%%

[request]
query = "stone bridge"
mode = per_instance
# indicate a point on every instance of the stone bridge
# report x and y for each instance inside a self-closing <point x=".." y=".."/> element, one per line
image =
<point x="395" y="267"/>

%%
%%

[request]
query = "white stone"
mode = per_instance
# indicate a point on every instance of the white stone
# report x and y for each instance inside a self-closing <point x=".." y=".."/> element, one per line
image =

%%
%%

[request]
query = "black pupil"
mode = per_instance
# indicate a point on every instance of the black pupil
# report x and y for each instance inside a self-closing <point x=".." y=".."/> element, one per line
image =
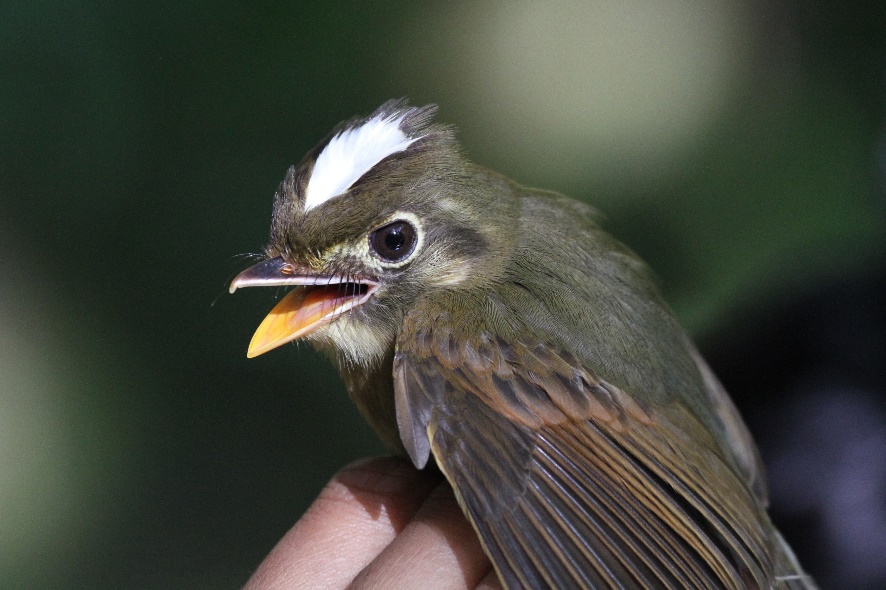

%%

Brief >>
Among the records above, find each line holding the string "every" and pull it out.

Final answer >>
# indicate a point on every instance of the stone bridge
# indicate a point on every instance of the white stone
# indicate a point on every instance of the black pupil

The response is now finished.